** KURZAUFGABE 1 **
Beantworten Sie anhand des folgenden Berichts zum Plenum V diese Fragen:
(a) Wer moderierte das Plenum?
(b) Welchen Titel trug der Vortrag von Prof. Dr. Martin Kutscha?
(c) Weshalb wurde die Geopolitik im deutschen Raum lange Zeit tabuisiert?

** ZITIERTER TEXT **
# # # # # # #
Neue geostrategische Konzepte der USA und der NATO
Rapport Plenum V.
„Neue geostrategische Konzepte der USA und der NATO“ am 27.04.13
Moderation: Prof. Dr. Lothar Brock (Uni Frankfurt/Main; VDW)
Rapporteurin: Julia Pippig (VDW)
Redner:
Dr. med. Lars Pohlmeier (IPPNW): „Neueste Entwicklungen der NATO-Strategie“
Dr. Hauke Ritz (Philosoph): „Ende der US-Dominanz? – Neueste Debatten in den außenpolitischen Debatten der USA am Beispiel Zbigniew Brzezinskis“
Prof. Dr. Martin Kutscha (Hochschule f. Wirtschaft & Recht, Berlin): „NATO-Strategie und das Recht“
Prof. Dr. Lothar Brock führte zu Beginn des Plenums zum Thema „Neue geostrategische Konzepte der USA und der NATO“ aus, dass aufgrund des Missbrauchs durch die Nationalsozialisten die Geopolitik im deutschen Raum lange Zeit tabuisiert wurde. In anderen Ländern hingegen konnte sich eine kritische Auseinandersetzung mit geopolitischer Theorie und Praxis eher etablieren. Im allgemeinsten Sinne kann man unter Geopolitik die politikwissenschaftliche Interpretation geographischer Begebenheiten verstehen, in Bezug auf militärstrategische Überlegungen spricht man auch von Geostrategie.
# # # # # # #
** EINGABE **
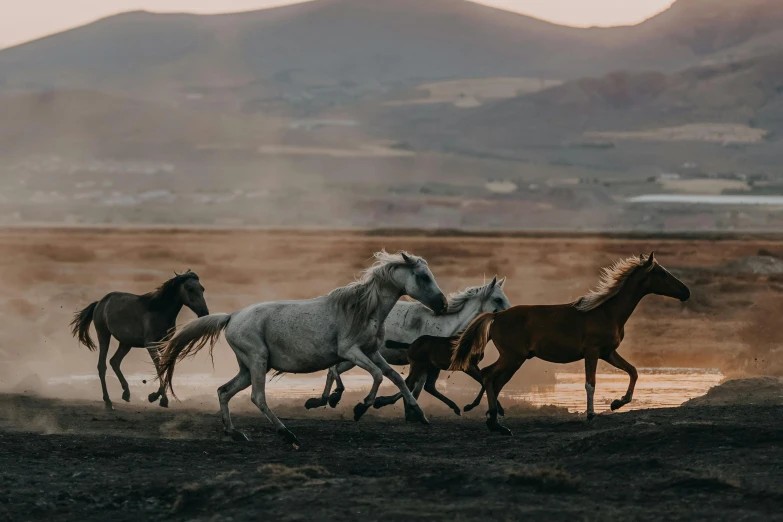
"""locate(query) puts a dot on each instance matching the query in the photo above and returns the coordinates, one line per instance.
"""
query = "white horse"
(410, 320)
(312, 335)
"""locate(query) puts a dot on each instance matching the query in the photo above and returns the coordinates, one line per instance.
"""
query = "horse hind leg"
(410, 382)
(103, 350)
(115, 363)
(429, 387)
(495, 377)
(253, 356)
(317, 402)
(161, 393)
(618, 362)
(413, 411)
(337, 394)
(590, 368)
(258, 369)
(225, 393)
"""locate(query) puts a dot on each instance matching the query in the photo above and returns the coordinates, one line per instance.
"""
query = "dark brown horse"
(590, 328)
(428, 356)
(137, 321)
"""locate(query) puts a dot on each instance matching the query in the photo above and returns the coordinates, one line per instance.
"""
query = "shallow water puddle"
(656, 387)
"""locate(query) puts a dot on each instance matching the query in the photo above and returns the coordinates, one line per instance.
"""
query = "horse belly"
(302, 361)
(395, 357)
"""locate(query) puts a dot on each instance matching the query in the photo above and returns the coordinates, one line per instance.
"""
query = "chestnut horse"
(590, 328)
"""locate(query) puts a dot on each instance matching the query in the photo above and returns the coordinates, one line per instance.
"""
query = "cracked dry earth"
(74, 461)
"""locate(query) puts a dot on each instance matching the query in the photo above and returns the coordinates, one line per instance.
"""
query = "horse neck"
(463, 317)
(168, 307)
(388, 296)
(621, 306)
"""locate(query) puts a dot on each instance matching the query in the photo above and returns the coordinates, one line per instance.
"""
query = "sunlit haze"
(24, 21)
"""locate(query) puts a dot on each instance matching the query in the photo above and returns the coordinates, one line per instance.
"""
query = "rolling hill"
(311, 56)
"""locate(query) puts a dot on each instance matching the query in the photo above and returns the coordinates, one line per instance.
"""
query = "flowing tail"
(192, 338)
(80, 326)
(472, 341)
(396, 345)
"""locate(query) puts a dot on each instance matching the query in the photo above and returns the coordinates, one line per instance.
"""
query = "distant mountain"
(747, 92)
(332, 52)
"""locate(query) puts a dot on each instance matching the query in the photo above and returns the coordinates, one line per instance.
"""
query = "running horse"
(137, 321)
(409, 320)
(311, 335)
(590, 328)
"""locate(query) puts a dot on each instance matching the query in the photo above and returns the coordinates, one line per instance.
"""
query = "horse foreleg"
(258, 367)
(429, 387)
(355, 355)
(474, 372)
(334, 398)
(413, 411)
(152, 397)
(621, 364)
(590, 366)
(388, 400)
(317, 402)
(103, 341)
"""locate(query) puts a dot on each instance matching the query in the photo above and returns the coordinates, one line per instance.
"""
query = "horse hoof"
(495, 427)
(380, 402)
(314, 402)
(417, 415)
(334, 399)
(359, 410)
(289, 437)
(238, 436)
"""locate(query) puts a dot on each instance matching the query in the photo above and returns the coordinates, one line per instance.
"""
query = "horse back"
(123, 315)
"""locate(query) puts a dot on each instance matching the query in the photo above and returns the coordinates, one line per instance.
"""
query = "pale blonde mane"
(612, 280)
(359, 300)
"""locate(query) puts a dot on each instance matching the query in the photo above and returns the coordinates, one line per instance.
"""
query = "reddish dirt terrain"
(68, 459)
(689, 463)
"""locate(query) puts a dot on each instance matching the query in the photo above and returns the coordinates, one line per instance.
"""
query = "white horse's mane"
(612, 280)
(359, 300)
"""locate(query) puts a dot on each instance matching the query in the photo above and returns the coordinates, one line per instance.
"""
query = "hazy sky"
(24, 20)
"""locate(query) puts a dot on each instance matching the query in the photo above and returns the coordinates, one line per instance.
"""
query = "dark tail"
(192, 338)
(472, 341)
(80, 326)
(396, 345)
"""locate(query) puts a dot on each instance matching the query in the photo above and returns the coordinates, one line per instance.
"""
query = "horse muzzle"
(442, 306)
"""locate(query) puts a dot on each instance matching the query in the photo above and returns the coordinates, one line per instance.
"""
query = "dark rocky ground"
(74, 461)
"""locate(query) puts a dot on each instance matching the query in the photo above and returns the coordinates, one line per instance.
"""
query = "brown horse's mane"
(612, 280)
(167, 287)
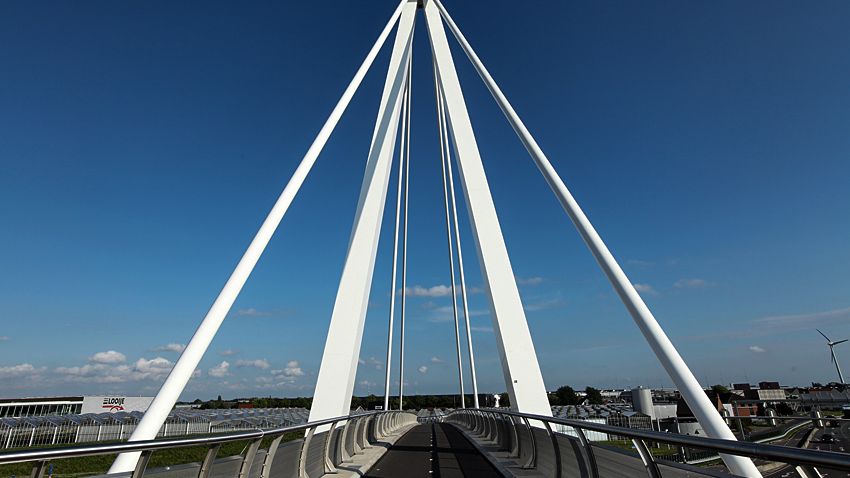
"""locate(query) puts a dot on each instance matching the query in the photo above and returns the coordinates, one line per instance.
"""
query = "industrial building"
(59, 406)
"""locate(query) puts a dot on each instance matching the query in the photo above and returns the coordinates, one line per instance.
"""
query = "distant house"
(732, 402)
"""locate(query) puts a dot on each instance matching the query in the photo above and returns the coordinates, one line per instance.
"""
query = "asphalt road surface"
(434, 450)
(841, 444)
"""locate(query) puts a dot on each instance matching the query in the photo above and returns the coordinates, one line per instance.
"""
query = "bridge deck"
(434, 449)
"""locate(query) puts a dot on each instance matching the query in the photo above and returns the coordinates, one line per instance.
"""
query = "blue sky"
(141, 145)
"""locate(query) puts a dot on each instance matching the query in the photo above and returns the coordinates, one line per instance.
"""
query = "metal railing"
(533, 443)
(340, 438)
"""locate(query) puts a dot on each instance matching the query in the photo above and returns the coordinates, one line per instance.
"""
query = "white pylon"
(516, 349)
(676, 368)
(179, 376)
(335, 382)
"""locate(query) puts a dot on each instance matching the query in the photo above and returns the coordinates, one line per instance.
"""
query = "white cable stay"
(441, 126)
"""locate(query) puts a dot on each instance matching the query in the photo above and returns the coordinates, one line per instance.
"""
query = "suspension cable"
(441, 120)
(448, 163)
(393, 291)
(404, 236)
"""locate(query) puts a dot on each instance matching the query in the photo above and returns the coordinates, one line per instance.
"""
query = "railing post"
(248, 459)
(588, 449)
(556, 447)
(142, 464)
(329, 464)
(516, 447)
(806, 471)
(38, 469)
(302, 458)
(646, 457)
(343, 437)
(209, 458)
(532, 460)
(269, 459)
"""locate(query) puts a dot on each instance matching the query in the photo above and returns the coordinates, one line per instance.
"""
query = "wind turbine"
(832, 353)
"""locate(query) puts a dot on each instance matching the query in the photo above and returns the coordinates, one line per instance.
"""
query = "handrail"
(796, 456)
(41, 454)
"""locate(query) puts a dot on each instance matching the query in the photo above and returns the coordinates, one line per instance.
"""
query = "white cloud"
(259, 363)
(640, 263)
(691, 283)
(220, 370)
(645, 289)
(292, 369)
(434, 291)
(116, 372)
(18, 370)
(804, 319)
(153, 368)
(172, 347)
(446, 313)
(108, 357)
(529, 280)
(252, 312)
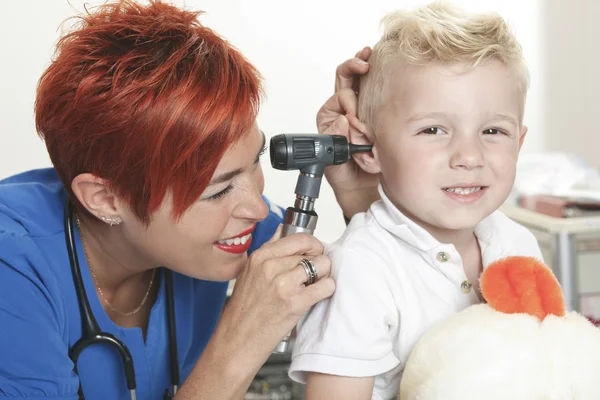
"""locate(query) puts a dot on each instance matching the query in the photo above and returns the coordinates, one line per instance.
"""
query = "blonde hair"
(437, 33)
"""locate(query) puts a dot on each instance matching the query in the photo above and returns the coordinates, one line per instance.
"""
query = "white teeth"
(236, 241)
(464, 191)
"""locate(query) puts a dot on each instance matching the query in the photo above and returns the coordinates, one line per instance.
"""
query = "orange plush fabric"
(522, 285)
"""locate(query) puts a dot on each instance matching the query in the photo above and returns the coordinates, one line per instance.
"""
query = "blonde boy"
(443, 106)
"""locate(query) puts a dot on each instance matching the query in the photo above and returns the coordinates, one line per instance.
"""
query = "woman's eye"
(433, 131)
(221, 194)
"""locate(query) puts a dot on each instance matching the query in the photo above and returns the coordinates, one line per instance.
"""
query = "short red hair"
(147, 98)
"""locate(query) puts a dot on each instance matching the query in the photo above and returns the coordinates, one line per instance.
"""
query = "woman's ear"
(361, 134)
(94, 195)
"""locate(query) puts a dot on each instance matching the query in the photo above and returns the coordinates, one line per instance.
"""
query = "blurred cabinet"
(571, 247)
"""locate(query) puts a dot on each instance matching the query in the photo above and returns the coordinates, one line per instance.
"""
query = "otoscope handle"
(295, 221)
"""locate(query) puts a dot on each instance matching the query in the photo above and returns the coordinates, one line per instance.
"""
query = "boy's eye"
(433, 131)
(221, 194)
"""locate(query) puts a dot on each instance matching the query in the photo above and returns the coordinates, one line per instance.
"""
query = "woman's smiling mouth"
(237, 244)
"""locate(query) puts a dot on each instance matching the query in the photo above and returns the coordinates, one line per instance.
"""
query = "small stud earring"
(112, 219)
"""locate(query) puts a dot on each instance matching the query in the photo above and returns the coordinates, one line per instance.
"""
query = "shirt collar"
(394, 221)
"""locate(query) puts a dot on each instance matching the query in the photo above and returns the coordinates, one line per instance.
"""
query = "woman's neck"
(124, 278)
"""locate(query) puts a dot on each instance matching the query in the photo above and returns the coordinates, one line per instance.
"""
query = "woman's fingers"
(322, 265)
(296, 244)
(347, 73)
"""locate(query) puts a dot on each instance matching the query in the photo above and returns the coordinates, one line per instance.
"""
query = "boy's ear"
(361, 134)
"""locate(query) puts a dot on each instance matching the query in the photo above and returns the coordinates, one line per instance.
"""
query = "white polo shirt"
(393, 281)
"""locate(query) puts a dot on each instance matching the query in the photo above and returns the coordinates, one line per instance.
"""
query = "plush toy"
(521, 345)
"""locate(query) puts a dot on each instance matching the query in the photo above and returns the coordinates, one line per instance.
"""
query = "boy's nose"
(467, 155)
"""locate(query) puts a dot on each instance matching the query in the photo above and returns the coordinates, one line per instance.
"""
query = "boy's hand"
(355, 190)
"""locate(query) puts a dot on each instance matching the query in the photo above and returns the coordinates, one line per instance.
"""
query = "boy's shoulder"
(365, 236)
(507, 235)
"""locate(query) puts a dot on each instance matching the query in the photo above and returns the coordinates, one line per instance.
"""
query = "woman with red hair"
(150, 122)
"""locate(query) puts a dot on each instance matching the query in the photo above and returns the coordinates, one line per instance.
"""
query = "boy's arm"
(327, 387)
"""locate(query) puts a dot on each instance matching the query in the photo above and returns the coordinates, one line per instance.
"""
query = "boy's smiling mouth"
(465, 193)
(464, 190)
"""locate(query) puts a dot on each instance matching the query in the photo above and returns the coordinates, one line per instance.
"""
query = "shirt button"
(466, 286)
(442, 256)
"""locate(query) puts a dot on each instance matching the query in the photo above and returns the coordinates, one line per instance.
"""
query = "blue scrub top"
(39, 313)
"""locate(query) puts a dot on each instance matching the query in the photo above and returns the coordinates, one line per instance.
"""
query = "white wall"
(296, 46)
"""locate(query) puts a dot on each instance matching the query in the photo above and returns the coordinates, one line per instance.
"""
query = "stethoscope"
(91, 333)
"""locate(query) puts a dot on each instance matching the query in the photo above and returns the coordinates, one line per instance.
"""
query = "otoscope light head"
(296, 151)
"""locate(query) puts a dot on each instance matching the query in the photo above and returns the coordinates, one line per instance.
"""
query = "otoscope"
(310, 154)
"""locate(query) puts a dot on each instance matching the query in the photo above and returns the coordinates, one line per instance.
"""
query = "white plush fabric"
(483, 354)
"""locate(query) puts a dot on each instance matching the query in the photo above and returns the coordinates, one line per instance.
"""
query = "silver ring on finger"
(310, 270)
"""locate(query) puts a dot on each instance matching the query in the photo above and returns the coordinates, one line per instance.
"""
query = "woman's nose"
(252, 206)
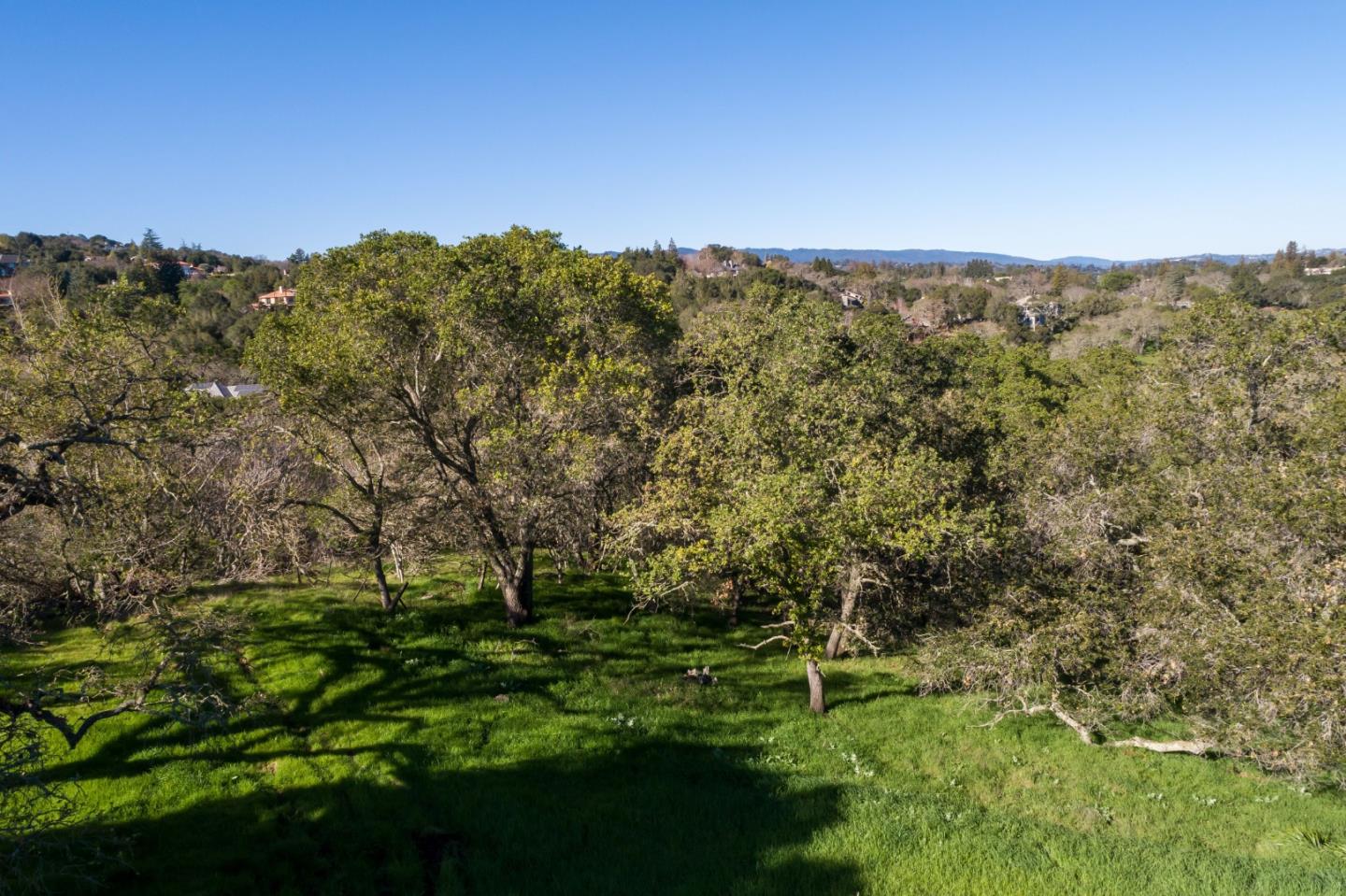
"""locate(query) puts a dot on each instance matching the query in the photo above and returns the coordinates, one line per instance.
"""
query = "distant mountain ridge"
(954, 257)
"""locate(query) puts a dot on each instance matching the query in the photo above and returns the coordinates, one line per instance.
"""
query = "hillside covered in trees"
(508, 486)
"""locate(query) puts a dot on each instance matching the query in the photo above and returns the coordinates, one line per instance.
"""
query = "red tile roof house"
(278, 299)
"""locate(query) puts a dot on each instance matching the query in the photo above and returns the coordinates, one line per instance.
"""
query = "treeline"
(211, 290)
(1123, 541)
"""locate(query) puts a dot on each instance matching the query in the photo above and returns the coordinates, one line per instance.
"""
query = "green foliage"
(1117, 278)
(526, 372)
(391, 766)
(800, 463)
(979, 268)
(1182, 532)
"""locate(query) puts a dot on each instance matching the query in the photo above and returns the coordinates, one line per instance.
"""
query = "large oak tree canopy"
(526, 373)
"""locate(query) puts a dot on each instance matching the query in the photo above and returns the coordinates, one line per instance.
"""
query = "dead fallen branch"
(1094, 739)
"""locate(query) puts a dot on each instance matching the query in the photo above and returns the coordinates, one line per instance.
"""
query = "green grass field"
(439, 752)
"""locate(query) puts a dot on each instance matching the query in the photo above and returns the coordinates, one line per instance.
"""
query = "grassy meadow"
(440, 752)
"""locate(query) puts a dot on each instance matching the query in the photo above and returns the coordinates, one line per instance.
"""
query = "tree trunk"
(817, 703)
(385, 598)
(850, 600)
(517, 588)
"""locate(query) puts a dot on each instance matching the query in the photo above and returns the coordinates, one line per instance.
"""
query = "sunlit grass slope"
(439, 752)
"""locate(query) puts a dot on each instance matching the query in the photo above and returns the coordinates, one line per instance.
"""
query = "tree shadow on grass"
(654, 818)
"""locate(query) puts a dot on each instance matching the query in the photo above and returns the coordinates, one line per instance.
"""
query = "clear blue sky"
(1120, 129)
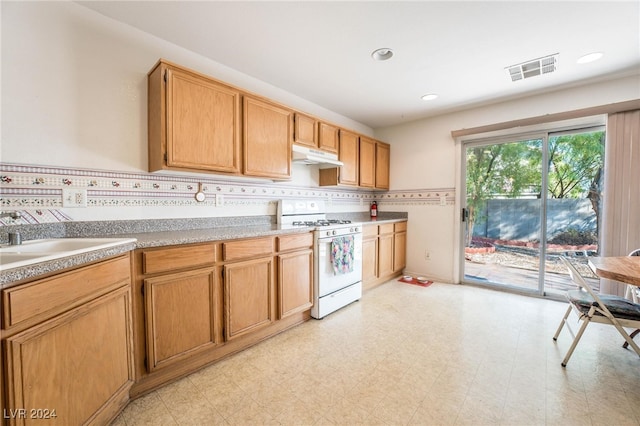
# # # # # # #
** KURZAUFGABE 2 **
Wählen Sie aus den Datensätzen jede Zeile aus, die das Wort „mouth“ enthält. Groß- und Kleinschreibung ist dabei zu beachten.

** VOLLSTÄNDIGE LÖSUNG 1 **
(a) Prof. Dr. Lothar Brock (Uni Frankfurt/Main; VDW)
(b) „NATO-Strategie und das Recht“
(c) Aufgrund des Missbrauchs durch die Nationalsozialisten

** VOLLSTÄNDIGE LÖSUNG 2 **
query = "woman's smiling mouth"
query = "boy's smiling mouth"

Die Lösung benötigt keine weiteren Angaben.